Locate every line in the entries below that contains the word "green", treating uppercase and lowercase as distinct, and copy each such line.

- Available data -
++++++++++

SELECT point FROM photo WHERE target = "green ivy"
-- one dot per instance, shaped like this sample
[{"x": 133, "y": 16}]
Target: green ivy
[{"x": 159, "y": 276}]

++++++++++

- Result for this exercise -
SELECT point FROM photo WHERE target = "green ivy"
Target: green ivy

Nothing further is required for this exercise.